▸ EXTRAIT FOURNI:
____
On l'a fait revenir à l'école comme si de rien n'était. C'était comme si on annonçait à toute l'école qu'il était tout à fait correct de tabasser le petit gars frêle, celui qu'on traitait de «tapette», celui qu'on choisissait en dernier dans les équipes de sport.

«Si vous saviez à quel point j'ai eu peur... la peur des autres, la peur d'être démasqué, la peur de réaliser que je suis peut-être vraiment "tapette".» Cette peur ne l'a plus jamais quitté.

Victime d'intimidation? Régis n'aime pas ce mot. Il a le sentiment que ça banalise ce qu'il a vécu et qui le hante encore. Il serait plus juste de parler d'agressions. Pour se protéger, il s'est isolé. Il s'est mis à éviter toutes les situations où il aurait pu être une proie. Se tenir le moins possible avec des filles. Éviter les sports d'équipe. Éviter le vestiaire des gars. Se réfugier dans la lecture, les études. Il réussissait, tout en s'arrangeant le plus possible pour ne pas réussir trop bien. Surtout ne pas attirer l'attention. Mieux valait se faire invisible, indétectable. Traverser le secondaire sans être vu.

Quarante ans plus tard, Régis a réussi dans la vie. Grand homme d'une gentillesse exquise, les tempes grises, le regard sensible. Il a un amoureux, deux chats, un chien. Il a deux diplômes, un travail, un condo, un chalet. Il a aussi depuis peu un diagnostic de sclérose en plaques qui le fait terriblement souffrir. Mais ce n'est pas de cette souffrance qu'il voulait parler quand il m'a écrit la rage au ventre, les doigts crispés. Il venait de lire ma chronique sur le scandale imaginaire créé autour du vidéoclip de Dolan. Un faux scandale, disais-je, qui en a révélé un autre bien réel. Le sien et celui de tant de jeunes hommes frêles.
____
▸ CONSIGNES À SUIVRE:
1: Condensez sous forme de liste le paragraphe de l'extrait sur Régis qui commence par « Victime d'intimidation? », en conservant ses faits principaux.
2: Poursuivez l'extrait sur Régis à partir de sa dernière phrase.
Les entrées qui suivent forment un matériel distinct de l'extrait.

[Données de pointage de régions]
____
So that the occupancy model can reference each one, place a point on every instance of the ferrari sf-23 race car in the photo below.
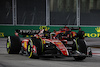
(64, 42)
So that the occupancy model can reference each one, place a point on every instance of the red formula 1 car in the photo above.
(44, 43)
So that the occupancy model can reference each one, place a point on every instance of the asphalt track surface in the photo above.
(16, 60)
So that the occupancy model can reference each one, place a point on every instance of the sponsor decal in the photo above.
(1, 34)
(97, 34)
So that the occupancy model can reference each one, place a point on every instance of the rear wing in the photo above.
(27, 32)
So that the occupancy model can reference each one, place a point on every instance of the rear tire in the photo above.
(37, 44)
(13, 45)
(82, 48)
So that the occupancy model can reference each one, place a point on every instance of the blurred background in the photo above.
(62, 12)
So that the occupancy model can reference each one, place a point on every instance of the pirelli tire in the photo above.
(13, 45)
(37, 43)
(82, 48)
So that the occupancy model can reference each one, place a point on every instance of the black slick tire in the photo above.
____
▸ RÉPONSES AUX CONSIGNES:
1:
- Régis n'aime pas le mot « intimidation ». Selon lui, il banalise ce qu'il a vécu et qui le hante encore. Il préfère parler d'agressions.
- Pour se protéger, il s'est isolé et a évité les situations où il aurait pu être une proie : la compagnie des filles, les sports d'équipe, le vestiaire des gars.
- Il s'est réfugié dans la lecture et les études.
- Il réussissait, mais en évitant de trop bien réussir, pour ne pas attirer l'attention.
- Son but était de rester invisible et de traverser le secondaire sans être vu.

2:
Si la présidente du Conseil supérieur de l'audiovisuel en France, celle-là même qui a appelé à la censure du clip, pouvait savoir, m'a écrit Régis. Si MusiquePlus pouvait savoir... Ce clip n'a rien d'un clip bêtement violent. C'est la vie d'une bonne partie de sa clientèle cible. La vie de jeunes hommes frêles qui se font traiter de «tapette».

Régis n'a jamais parlé de «ça» à son entourage. Il ne parle jamais de son adolescence. Il n'a pas eu d'adolescence. Il a le sentiment d'y avoir été exécuté. Ce n'est que récemment qu'il s'est confié à un ami pour la première fois. Pourquoi toutes ces années de silence? Peut-être à cause de la honte qu'ont réussi à lui injecter ses agresseurs. Le dire, c'était comme admettre qu'il s'était laissé définir par ces vauriens, qu'il s'était senti faible comme ils le voulaient.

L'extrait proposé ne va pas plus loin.